→ What to work on
Copy the line with "Where can the blurred" and all lines following it through the last line of the entries, exactly as written.

→ A run of records
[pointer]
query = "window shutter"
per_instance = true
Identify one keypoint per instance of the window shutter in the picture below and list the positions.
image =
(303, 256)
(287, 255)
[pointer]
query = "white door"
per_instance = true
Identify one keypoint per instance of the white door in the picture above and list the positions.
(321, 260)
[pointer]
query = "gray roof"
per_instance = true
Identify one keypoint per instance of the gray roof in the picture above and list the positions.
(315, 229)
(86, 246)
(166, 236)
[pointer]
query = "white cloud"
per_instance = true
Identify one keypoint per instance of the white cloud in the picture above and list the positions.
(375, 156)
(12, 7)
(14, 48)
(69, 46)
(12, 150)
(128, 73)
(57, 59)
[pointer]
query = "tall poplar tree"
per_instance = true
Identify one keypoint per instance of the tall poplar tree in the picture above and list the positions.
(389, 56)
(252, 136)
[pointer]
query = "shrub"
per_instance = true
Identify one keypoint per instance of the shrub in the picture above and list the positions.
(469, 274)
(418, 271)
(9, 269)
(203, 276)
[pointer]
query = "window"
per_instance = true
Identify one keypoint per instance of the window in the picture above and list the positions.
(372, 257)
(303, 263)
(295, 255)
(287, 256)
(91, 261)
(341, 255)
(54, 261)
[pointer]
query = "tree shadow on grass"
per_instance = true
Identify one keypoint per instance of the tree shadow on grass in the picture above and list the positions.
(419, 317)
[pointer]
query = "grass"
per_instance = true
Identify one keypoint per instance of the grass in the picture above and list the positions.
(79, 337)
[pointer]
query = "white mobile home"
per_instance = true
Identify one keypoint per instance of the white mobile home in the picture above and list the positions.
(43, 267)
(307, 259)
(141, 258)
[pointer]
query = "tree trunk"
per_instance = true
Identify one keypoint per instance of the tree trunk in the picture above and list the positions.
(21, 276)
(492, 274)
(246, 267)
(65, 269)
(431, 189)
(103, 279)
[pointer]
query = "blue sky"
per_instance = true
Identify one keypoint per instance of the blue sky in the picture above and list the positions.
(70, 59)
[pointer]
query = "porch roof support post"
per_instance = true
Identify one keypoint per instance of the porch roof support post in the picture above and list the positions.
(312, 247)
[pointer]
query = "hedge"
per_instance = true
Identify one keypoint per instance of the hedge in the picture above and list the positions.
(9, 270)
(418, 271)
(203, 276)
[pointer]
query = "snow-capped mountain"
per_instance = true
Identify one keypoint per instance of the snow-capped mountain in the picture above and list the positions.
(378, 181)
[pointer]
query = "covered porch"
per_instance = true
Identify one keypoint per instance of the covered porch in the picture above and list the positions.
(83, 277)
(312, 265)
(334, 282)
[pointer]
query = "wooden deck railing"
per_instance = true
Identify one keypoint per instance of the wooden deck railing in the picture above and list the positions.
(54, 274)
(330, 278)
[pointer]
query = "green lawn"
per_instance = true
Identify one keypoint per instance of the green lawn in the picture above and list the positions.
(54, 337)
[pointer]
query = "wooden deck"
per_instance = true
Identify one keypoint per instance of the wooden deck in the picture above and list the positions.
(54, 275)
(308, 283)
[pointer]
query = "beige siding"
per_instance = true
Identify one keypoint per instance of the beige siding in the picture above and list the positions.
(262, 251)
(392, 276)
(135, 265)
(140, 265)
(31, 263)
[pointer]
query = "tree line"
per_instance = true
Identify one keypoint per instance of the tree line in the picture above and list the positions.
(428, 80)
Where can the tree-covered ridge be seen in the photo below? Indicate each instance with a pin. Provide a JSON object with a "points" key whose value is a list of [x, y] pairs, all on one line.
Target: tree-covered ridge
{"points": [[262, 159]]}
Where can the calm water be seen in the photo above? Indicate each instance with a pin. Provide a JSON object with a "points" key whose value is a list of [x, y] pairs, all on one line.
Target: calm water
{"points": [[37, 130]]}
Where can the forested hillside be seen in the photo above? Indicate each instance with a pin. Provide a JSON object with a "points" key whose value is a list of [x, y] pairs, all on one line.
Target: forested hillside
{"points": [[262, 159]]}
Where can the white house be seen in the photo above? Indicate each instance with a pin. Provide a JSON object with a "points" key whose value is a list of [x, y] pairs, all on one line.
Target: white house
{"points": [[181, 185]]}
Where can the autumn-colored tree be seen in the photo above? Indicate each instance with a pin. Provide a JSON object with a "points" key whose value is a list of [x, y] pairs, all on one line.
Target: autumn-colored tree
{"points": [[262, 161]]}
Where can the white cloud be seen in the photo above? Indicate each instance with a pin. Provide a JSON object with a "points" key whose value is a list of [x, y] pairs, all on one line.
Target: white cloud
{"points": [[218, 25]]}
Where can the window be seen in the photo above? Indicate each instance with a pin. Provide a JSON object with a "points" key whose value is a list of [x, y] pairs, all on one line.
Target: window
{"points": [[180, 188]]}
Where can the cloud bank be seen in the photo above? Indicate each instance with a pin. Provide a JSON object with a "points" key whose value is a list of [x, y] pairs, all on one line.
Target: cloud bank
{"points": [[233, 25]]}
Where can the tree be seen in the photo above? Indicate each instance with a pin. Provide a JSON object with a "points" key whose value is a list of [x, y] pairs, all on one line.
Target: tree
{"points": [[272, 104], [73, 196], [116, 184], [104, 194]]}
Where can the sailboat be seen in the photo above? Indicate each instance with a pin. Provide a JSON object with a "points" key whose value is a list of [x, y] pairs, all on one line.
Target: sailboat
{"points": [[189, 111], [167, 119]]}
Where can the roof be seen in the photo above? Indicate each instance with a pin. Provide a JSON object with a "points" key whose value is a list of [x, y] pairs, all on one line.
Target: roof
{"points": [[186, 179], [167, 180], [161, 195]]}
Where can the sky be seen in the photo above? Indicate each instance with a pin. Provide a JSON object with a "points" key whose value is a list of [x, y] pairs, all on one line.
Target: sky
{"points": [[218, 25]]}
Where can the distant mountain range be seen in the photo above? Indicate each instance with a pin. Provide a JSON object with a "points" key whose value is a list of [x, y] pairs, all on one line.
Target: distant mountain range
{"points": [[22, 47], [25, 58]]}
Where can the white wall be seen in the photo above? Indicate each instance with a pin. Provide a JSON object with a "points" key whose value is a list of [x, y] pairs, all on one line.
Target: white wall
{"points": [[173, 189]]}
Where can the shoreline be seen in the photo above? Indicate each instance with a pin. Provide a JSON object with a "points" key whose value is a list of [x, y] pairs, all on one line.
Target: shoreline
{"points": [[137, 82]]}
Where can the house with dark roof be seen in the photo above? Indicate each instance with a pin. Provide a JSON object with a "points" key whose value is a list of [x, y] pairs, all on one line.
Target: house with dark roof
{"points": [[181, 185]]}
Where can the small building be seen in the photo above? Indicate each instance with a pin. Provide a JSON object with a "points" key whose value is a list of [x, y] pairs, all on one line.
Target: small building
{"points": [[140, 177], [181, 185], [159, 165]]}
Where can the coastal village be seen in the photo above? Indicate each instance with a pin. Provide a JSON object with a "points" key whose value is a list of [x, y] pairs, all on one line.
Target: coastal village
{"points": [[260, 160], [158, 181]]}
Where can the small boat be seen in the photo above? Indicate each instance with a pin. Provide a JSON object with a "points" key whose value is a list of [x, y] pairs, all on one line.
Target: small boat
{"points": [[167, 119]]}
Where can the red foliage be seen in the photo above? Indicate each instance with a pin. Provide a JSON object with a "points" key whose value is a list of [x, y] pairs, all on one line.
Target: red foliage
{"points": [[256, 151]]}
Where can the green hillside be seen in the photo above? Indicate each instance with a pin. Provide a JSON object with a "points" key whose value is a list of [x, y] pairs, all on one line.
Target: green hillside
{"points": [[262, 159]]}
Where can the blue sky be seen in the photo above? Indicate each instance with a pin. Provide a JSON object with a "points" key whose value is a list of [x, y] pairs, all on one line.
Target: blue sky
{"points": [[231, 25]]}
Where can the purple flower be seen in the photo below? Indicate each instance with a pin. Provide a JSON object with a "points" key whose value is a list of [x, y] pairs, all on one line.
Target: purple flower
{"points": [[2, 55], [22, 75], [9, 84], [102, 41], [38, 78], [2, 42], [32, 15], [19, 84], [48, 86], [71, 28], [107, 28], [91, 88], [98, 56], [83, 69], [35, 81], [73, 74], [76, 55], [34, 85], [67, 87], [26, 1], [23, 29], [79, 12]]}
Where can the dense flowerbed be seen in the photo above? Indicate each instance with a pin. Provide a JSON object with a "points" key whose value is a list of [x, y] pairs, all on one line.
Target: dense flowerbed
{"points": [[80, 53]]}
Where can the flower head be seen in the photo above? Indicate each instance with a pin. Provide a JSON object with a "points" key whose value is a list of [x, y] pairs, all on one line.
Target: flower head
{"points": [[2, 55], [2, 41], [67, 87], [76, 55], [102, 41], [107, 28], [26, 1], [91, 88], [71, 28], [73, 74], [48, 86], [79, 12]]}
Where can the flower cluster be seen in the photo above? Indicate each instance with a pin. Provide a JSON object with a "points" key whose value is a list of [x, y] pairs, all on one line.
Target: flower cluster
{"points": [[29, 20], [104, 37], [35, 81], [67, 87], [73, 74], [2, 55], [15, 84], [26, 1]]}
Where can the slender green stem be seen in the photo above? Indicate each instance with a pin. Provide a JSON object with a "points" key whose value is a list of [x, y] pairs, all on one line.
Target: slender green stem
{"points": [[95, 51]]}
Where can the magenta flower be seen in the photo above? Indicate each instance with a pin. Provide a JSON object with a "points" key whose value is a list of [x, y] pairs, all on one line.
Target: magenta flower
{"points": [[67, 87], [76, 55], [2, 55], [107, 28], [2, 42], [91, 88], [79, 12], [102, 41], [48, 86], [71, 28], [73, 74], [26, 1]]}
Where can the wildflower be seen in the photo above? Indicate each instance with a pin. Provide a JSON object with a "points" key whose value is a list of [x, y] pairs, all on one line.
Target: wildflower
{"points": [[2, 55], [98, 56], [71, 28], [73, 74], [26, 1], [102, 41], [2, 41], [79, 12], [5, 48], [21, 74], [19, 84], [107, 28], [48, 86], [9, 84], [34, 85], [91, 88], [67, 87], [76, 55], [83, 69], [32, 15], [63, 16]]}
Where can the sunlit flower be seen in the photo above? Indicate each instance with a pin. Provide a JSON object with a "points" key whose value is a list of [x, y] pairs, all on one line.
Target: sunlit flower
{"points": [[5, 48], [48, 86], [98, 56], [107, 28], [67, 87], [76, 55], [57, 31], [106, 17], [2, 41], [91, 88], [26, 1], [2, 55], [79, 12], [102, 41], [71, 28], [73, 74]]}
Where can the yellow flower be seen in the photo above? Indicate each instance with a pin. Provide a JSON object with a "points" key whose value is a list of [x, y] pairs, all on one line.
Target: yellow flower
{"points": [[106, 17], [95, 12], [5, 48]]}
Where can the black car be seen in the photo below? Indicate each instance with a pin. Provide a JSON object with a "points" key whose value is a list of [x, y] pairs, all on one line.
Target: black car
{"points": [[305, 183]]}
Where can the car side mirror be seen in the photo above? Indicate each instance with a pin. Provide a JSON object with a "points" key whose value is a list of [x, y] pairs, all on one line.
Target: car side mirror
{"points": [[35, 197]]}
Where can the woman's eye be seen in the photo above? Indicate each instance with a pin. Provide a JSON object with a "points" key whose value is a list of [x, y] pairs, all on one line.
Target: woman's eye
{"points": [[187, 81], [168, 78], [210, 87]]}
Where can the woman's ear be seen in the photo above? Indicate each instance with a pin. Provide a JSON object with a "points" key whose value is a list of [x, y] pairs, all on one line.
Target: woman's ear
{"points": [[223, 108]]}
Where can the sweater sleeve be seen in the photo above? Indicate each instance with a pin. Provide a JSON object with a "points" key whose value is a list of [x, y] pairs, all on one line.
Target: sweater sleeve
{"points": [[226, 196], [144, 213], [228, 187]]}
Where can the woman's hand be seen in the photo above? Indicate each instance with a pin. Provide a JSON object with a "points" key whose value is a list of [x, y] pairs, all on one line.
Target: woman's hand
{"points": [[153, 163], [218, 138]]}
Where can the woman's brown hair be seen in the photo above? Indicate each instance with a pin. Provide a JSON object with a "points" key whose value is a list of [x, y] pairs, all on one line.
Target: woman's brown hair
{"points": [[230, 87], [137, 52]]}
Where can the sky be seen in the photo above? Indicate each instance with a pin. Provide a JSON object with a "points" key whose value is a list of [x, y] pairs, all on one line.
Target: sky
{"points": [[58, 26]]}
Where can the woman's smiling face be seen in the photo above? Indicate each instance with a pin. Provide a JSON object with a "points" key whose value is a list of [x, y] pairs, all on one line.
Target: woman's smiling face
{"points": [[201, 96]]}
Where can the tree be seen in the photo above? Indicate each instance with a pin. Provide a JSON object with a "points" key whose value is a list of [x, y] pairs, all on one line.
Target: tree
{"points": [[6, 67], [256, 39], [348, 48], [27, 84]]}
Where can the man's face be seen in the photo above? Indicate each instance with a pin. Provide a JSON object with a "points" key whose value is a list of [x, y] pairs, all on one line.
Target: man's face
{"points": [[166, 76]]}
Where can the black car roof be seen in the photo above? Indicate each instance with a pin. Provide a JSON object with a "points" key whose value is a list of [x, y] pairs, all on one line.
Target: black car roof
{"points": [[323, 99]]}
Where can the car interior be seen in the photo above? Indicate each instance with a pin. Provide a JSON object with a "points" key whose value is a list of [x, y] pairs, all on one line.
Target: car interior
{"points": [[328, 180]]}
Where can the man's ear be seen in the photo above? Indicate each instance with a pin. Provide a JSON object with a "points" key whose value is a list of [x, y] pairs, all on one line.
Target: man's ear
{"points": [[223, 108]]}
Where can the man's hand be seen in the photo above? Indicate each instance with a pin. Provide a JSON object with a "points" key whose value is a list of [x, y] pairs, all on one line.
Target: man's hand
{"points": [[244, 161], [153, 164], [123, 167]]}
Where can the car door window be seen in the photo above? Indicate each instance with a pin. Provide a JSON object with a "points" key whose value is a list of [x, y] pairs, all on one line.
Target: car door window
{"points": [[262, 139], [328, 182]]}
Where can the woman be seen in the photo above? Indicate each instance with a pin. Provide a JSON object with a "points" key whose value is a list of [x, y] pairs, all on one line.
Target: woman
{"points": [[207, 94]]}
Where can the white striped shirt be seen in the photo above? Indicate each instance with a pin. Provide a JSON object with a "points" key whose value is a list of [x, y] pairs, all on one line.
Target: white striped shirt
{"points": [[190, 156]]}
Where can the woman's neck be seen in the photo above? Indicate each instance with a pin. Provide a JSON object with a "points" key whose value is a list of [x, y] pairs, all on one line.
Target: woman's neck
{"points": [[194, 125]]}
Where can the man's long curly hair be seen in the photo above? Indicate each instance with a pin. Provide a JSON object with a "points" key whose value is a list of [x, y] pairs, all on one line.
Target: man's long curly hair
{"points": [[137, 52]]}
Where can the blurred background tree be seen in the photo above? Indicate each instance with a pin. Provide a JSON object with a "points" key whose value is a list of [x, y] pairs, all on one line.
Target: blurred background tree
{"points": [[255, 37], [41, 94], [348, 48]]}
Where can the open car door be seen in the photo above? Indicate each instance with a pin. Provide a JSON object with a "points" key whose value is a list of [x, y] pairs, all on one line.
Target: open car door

→ Response below
Where can the blurred background tree be seen in the photo above? Indicate each instance with a pin. Provide a JSON object with a "points" key whose value is a list of [x, y] pairs, all on one line.
Target: blurred background tree
{"points": [[255, 37], [41, 94], [348, 48]]}
Where can the open car door be seen in the photo above? Indicate each instance with a pin. Provide a JSON object with a "points" key whose value is a list of [x, y] pairs, all on one line.
Target: open car door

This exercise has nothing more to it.